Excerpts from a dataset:
########
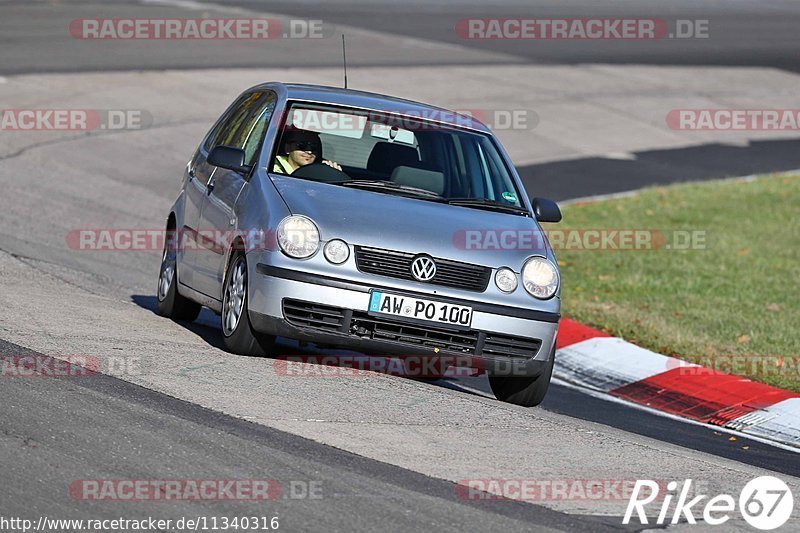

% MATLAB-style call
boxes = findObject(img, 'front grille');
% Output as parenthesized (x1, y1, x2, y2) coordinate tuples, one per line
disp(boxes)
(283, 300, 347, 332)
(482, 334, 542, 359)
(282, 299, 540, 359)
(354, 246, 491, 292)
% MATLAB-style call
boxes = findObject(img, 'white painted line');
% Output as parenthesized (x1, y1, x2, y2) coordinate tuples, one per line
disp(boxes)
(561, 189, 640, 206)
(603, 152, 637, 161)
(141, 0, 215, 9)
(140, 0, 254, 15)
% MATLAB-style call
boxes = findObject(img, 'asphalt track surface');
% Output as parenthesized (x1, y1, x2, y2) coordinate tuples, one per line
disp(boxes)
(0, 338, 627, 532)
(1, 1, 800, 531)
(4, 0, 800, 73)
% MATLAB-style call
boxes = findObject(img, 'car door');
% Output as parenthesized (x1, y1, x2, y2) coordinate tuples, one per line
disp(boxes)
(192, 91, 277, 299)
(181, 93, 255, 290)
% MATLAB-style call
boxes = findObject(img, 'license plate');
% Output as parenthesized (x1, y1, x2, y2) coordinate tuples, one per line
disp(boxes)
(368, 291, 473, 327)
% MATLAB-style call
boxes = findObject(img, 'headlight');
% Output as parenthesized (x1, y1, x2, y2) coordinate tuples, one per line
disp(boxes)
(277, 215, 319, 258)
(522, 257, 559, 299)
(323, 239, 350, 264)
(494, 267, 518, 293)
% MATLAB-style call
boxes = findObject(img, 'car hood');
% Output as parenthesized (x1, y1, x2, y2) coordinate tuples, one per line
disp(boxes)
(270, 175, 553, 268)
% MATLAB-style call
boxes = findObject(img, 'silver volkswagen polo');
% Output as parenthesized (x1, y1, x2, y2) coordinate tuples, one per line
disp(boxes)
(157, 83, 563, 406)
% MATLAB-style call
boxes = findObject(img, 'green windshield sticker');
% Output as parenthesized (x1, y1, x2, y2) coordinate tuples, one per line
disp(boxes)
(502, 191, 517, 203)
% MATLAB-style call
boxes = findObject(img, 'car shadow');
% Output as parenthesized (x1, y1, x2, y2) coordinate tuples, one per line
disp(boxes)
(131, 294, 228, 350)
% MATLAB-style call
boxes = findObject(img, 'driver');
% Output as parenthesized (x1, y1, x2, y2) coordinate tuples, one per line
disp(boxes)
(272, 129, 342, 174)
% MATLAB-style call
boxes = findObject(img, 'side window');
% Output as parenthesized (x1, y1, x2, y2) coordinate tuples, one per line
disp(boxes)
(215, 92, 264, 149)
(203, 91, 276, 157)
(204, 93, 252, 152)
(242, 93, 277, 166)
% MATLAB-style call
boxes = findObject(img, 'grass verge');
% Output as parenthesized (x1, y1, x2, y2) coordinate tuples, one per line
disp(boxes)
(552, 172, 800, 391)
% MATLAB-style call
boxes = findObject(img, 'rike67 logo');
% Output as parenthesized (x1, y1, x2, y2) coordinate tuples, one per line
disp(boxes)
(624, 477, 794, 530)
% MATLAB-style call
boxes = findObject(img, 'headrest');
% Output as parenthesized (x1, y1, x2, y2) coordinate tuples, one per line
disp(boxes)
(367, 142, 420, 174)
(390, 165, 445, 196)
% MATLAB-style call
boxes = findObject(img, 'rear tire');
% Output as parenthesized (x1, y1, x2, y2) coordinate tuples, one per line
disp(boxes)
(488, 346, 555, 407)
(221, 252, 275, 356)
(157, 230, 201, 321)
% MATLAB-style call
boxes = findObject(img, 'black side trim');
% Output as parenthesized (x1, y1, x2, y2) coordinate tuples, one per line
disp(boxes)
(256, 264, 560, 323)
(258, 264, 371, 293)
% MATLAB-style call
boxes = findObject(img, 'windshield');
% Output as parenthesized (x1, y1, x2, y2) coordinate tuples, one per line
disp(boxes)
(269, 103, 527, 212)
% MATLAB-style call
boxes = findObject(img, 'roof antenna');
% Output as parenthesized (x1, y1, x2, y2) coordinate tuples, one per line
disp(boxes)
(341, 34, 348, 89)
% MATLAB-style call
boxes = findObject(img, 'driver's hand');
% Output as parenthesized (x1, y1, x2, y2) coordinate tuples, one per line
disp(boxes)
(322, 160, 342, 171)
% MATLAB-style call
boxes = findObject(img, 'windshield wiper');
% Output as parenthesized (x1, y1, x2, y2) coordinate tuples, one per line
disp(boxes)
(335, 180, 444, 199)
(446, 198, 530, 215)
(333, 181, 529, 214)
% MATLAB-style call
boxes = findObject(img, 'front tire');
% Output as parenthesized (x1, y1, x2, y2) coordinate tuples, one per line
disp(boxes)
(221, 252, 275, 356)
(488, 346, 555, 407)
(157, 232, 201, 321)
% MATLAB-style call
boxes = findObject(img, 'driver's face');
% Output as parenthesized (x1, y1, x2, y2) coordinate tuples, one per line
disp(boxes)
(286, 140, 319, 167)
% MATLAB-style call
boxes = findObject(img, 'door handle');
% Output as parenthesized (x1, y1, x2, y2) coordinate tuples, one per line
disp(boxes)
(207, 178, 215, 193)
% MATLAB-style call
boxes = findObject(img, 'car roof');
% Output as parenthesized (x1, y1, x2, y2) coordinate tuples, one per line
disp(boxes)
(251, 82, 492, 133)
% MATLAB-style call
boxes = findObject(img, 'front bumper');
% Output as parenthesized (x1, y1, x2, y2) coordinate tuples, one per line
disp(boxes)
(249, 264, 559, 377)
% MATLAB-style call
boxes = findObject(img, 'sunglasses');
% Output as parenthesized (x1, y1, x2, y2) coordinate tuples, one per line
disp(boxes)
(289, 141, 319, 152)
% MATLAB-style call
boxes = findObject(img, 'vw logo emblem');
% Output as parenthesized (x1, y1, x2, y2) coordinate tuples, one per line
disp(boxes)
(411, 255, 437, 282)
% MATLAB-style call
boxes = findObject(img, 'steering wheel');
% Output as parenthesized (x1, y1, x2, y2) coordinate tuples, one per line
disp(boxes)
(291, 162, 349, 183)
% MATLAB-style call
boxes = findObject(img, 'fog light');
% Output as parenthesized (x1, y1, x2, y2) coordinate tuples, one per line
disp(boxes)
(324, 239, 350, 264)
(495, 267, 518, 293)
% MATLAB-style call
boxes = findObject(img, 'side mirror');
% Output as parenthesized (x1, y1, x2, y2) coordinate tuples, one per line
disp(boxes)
########
Repeat the records above exactly. Pictures do not belong in the copy.

- _RESPONSE_:
% MATLAB-style call
boxes = findObject(img, 'front grille');
% Output as parenthesized (x1, y1, x2, y2) coordinate tuples, one per line
disp(boxes)
(283, 300, 347, 332)
(482, 334, 542, 359)
(282, 299, 540, 359)
(354, 246, 491, 292)
% MATLAB-style call
boxes = findObject(img, 'white painted line');
% Output as parenthesized (x1, y1, x2, y2) coordinate tuples, one per line
disp(boxes)
(561, 189, 640, 206)
(603, 152, 637, 161)
(141, 0, 215, 9)
(140, 0, 254, 15)
% MATLAB-style call
boxes = findObject(img, 'asphalt track surface');
% Output as parenthesized (x1, y1, x2, y2) coordinate tuples, one per line
disp(boxes)
(0, 338, 627, 532)
(1, 1, 800, 531)
(4, 0, 800, 73)
% MATLAB-style call
boxes = findObject(img, 'car door');
% Output as parenthesized (x1, y1, x2, y2) coordinate tuples, one per line
disp(boxes)
(192, 91, 277, 299)
(181, 93, 255, 290)
% MATLAB-style call
boxes = findObject(img, 'license plate');
% Output as parenthesized (x1, y1, x2, y2) coordinate tuples, one per line
disp(boxes)
(368, 291, 473, 327)
% MATLAB-style call
boxes = findObject(img, 'headlight');
% Output as parenthesized (x1, y1, x2, y2) coordinate tuples, one per line
disp(boxes)
(277, 215, 319, 258)
(522, 257, 559, 299)
(323, 239, 350, 264)
(494, 267, 518, 293)
% MATLAB-style call
boxes = findObject(img, 'car hood');
% Output as parenthesized (x1, y1, x2, y2) coordinate tuples, one per line
disp(boxes)
(270, 175, 553, 268)
% MATLAB-style call
boxes = findObject(img, 'silver volkswagen polo');
% Output as parenthesized (x1, y1, x2, y2) coordinate tuples, one per line
disp(boxes)
(157, 83, 563, 406)
% MATLAB-style call
boxes = findObject(img, 'green windshield sticker');
% Output as parenthesized (x1, y1, x2, y2) coordinate tuples, one per line
disp(boxes)
(502, 191, 517, 203)
% MATLAB-style call
boxes = findObject(img, 'car shadow');
% Output as parenthesized (x1, y1, x2, y2) coordinate tuples, one per line
disp(boxes)
(131, 294, 228, 350)
% MATLAB-style call
boxes = findObject(img, 'driver');
% Output as parenthesized (x1, y1, x2, y2) coordinate tuples, one per line
disp(boxes)
(272, 129, 342, 174)
% MATLAB-style call
boxes = findObject(img, 'side window');
% Output as parenthesized (x1, y1, x2, y2) coordinate tuples, one per line
disp(boxes)
(215, 92, 264, 149)
(203, 91, 276, 157)
(204, 93, 252, 152)
(242, 93, 277, 166)
% MATLAB-style call
boxes = findObject(img, 'grass verge');
% Output as parenthesized (x1, y1, x2, y2) coordinate tuples, one per line
disp(boxes)
(552, 172, 800, 391)
% MATLAB-style call
boxes = findObject(img, 'rike67 logo');
% Output as parenthesized (x1, y1, x2, y2) coordinate tuples, one per line
disp(boxes)
(624, 477, 794, 530)
% MATLAB-style call
boxes = findObject(img, 'headrest');
% Output as parenthesized (x1, y1, x2, y2) coordinate tuples, one per line
disp(boxes)
(367, 142, 420, 174)
(390, 165, 445, 196)
% MATLAB-style call
boxes = findObject(img, 'rear tire');
% Output as parenthesized (x1, y1, x2, y2) coordinate tuples, one per line
disp(boxes)
(488, 346, 555, 407)
(221, 252, 275, 356)
(157, 230, 201, 321)
% MATLAB-style call
boxes = findObject(img, 'black side trim');
% Output as parenthesized (x1, y1, x2, y2) coordinate tuples, one per line
disp(boxes)
(256, 264, 560, 323)
(258, 264, 371, 293)
% MATLAB-style call
boxes = findObject(img, 'windshield');
% Output as parenthesized (x1, y1, x2, y2) coordinate tuples, one per line
disp(boxes)
(269, 103, 527, 212)
% MATLAB-style call
boxes = findObject(img, 'roof antenna');
% Output as parenthesized (x1, y1, x2, y2) coordinate tuples, one per line
disp(boxes)
(341, 34, 348, 89)
% MATLAB-style call
boxes = findObject(img, 'driver's hand');
% Output as parenthesized (x1, y1, x2, y2) coordinate tuples, one per line
disp(boxes)
(322, 160, 342, 171)
% MATLAB-style call
boxes = findObject(img, 'windshield wiper');
% Output as parenthesized (x1, y1, x2, y2) coordinate tuples, one per line
disp(boxes)
(335, 180, 444, 199)
(446, 198, 530, 215)
(333, 181, 529, 214)
% MATLAB-style call
boxes = findObject(img, 'front tire');
% Output as parenthesized (x1, y1, x2, y2) coordinate tuples, one per line
disp(boxes)
(221, 252, 275, 356)
(488, 346, 555, 407)
(157, 232, 201, 321)
% MATLAB-style call
boxes = findObject(img, 'driver's face');
% Output as parenthesized (x1, y1, x2, y2) coordinate tuples, one per line
disp(boxes)
(286, 140, 319, 167)
% MATLAB-style call
boxes = findObject(img, 'door handle');
% Output as parenthesized (x1, y1, x2, y2) coordinate tuples, one per line
disp(boxes)
(207, 178, 215, 193)
% MATLAB-style call
boxes = findObject(img, 'car roof');
% Output as parenthesized (x1, y1, x2, y2) coordinate tuples, one per line
disp(boxes)
(251, 82, 492, 133)
% MATLAB-style call
boxes = findObject(img, 'front bumper');
% Output as parenthesized (x1, y1, x2, y2) coordinate tuples, one per line
disp(boxes)
(249, 264, 559, 377)
% MATLAB-style call
boxes = findObject(img, 'sunglasses');
% Output as parenthesized (x1, y1, x2, y2) coordinate tuples, one per line
disp(boxes)
(289, 141, 319, 152)
% MATLAB-style call
boxes = findObject(img, 'vw logo emblem');
% Output as parenthesized (x1, y1, x2, y2) coordinate tuples, one per line
disp(boxes)
(411, 255, 437, 282)
% MATLAB-style call
boxes = findObject(img, 'steering wheel');
% Output as parenthesized (x1, y1, x2, y2) coordinate tuples, one per line
disp(boxes)
(291, 162, 349, 183)
% MATLAB-style call
boxes = findObject(img, 'fog light');
% Output as parenthesized (x1, y1, x2, y2) coordinate tuples, one per line
disp(boxes)
(324, 239, 350, 264)
(495, 267, 518, 293)
% MATLAB-style call
boxes = findObject(img, 'side mirror');
% Output as parenthesized (x1, y1, x2, y2) coordinate tuples, one per line
disp(boxes)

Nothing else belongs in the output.